*Short problem*. Convert the rows, from the start through the line containing "[350,342,390,382]" (inclusive), into a two-column CSV with the headers instruction and boxes. Each row becomes one CSV line with its text under instruction and its answer under boxes, with every field quoted and line breaks replaced by spaces.

*Record excerpts*.
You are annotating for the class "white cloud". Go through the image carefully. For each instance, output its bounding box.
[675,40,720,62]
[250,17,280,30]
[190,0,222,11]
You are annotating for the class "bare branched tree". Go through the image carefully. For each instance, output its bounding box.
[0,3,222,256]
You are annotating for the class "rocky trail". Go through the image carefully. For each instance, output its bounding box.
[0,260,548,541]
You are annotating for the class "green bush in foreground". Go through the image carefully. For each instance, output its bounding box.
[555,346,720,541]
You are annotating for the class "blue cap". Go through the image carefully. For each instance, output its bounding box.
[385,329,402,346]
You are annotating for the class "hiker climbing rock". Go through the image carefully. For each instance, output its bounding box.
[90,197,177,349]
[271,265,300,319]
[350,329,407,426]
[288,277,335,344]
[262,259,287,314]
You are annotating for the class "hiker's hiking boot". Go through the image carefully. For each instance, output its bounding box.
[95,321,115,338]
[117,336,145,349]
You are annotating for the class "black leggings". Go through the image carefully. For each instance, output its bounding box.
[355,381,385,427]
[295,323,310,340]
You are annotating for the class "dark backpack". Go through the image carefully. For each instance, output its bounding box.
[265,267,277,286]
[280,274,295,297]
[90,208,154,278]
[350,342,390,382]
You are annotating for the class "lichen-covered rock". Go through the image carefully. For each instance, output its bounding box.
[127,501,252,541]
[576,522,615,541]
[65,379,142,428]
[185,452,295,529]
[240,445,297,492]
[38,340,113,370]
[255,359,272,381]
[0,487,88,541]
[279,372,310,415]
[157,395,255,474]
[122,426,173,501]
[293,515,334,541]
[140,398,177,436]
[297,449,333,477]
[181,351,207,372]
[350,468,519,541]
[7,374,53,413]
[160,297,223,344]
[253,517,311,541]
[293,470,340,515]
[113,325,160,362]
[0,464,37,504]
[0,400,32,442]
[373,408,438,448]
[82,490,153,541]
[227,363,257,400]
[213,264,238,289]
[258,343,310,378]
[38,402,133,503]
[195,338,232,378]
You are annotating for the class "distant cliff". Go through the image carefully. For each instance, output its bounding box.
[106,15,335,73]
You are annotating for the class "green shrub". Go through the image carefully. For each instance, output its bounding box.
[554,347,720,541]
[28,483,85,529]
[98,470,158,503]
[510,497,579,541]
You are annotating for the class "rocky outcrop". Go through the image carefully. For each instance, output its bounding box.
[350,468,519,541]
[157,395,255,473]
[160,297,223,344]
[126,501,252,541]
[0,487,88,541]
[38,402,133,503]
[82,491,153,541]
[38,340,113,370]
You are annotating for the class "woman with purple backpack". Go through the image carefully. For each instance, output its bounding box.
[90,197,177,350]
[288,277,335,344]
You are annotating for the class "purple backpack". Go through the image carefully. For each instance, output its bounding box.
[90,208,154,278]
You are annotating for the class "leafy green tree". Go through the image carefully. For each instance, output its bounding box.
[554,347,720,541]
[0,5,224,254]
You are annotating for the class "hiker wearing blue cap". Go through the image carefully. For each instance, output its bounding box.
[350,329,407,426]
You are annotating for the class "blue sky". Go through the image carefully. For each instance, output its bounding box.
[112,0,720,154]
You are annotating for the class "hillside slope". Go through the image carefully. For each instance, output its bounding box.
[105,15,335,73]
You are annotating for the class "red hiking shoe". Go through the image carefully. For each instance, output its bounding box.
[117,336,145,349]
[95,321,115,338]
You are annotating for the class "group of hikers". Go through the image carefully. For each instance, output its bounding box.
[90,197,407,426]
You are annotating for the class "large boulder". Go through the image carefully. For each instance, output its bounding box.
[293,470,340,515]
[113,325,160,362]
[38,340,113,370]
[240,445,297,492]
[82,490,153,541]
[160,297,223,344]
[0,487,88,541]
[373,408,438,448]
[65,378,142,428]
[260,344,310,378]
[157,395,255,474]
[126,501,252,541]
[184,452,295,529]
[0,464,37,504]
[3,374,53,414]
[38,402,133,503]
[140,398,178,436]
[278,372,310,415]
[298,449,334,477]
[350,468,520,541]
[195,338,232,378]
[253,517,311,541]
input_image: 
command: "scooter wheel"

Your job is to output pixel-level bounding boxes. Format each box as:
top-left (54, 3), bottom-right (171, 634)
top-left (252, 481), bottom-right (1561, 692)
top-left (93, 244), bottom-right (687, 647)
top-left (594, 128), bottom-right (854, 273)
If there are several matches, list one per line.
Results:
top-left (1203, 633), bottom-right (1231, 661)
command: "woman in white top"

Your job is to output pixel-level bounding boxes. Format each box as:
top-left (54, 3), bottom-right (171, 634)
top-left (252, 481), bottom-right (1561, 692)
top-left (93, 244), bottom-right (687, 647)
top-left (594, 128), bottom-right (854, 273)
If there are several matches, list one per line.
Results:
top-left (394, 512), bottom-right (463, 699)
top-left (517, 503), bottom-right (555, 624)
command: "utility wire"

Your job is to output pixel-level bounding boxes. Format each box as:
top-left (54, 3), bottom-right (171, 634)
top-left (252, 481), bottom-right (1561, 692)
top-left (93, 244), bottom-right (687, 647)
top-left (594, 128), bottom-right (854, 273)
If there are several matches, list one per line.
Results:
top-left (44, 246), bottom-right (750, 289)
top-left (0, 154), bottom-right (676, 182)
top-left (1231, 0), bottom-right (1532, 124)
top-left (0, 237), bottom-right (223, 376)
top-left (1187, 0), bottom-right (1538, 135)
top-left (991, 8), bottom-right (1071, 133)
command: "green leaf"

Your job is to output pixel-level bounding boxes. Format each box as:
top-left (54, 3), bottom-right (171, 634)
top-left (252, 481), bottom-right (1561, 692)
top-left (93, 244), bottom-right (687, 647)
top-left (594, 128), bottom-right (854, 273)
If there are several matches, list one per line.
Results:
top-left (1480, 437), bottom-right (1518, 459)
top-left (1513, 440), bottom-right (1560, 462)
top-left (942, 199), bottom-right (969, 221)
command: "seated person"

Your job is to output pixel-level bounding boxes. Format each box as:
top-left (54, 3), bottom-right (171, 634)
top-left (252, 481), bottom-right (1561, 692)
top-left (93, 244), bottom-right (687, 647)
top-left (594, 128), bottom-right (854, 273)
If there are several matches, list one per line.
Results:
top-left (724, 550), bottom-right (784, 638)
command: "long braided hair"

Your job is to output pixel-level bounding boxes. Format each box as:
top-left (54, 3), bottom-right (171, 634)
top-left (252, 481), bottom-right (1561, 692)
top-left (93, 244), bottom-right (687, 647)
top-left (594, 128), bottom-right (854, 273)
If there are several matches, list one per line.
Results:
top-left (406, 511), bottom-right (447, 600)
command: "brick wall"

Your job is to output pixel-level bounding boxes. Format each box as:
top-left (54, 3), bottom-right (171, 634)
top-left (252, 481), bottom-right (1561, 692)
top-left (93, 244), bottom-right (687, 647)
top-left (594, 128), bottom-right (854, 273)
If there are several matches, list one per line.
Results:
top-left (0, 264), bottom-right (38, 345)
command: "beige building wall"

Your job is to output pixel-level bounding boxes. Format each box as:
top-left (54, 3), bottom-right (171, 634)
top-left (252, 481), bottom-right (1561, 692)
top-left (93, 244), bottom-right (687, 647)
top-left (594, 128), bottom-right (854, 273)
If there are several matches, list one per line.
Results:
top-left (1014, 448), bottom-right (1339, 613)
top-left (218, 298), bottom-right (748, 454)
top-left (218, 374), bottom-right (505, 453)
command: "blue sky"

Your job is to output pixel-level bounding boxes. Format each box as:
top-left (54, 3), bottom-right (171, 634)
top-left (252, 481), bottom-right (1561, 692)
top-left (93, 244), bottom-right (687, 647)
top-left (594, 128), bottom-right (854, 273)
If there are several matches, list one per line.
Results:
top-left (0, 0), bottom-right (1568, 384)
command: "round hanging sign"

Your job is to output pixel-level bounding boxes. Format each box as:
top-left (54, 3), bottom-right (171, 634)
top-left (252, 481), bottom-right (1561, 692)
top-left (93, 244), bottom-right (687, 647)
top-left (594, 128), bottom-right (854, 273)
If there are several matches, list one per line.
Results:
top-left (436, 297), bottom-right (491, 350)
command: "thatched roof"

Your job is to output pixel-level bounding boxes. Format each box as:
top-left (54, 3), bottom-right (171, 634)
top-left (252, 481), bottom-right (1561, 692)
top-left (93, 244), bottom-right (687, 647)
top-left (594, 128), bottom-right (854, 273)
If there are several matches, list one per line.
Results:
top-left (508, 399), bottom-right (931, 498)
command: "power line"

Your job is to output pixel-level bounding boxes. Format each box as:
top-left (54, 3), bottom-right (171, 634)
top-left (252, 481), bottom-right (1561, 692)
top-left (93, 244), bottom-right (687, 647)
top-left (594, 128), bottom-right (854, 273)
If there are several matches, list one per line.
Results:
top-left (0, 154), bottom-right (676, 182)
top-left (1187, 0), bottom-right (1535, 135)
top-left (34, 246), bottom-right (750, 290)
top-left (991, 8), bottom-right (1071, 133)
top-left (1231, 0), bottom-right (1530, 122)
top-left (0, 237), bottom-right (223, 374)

*Full output*.
instruction,boxes
"You are annotating for the class ""white cloud"". Go through the image carefully. For each instance, output its bounding box.","[675,40,720,62] [250,17,280,30] [190,0,222,11]"
"You are annotating for the class ""bare branched tree"". Go through the image carefully. For each instance, output its bounding box.","[0,3,222,256]"
"You are annotating for the class ""rocky trail"". Go through the image carefully. For each instance, output its bounding box.","[0,260,548,541]"
"You are annotating for the class ""green bush in foreground"". Go through the image carefully. For each instance, output its bounding box.","[555,346,720,541]"
"You are annotating for the class ""blue cap"". Go through the image carefully. For each instance, output its bounding box.","[385,329,402,346]"
"You are annotating for the class ""hiker climbing rock"". Go through the image carefully. For each instance, output its bounding box.","[90,197,177,349] [271,265,300,319] [350,329,407,426] [288,277,335,344] [262,259,287,314]"
"You are annotating for the class ""hiker's hiking boot"". Go through the image carefully. For each instance, output its bounding box.","[95,321,115,338] [117,336,145,349]"
"You are annotating for the class ""black leggings"". Go through the image carefully. For each instance, output its bounding box.","[355,381,385,427] [295,323,310,340]"
"You are annotating for the class ""dark backpack"". Go through the image carefully. For each instance, output its bounding box.","[265,267,277,286] [280,274,295,297] [90,208,154,278] [350,342,390,382]"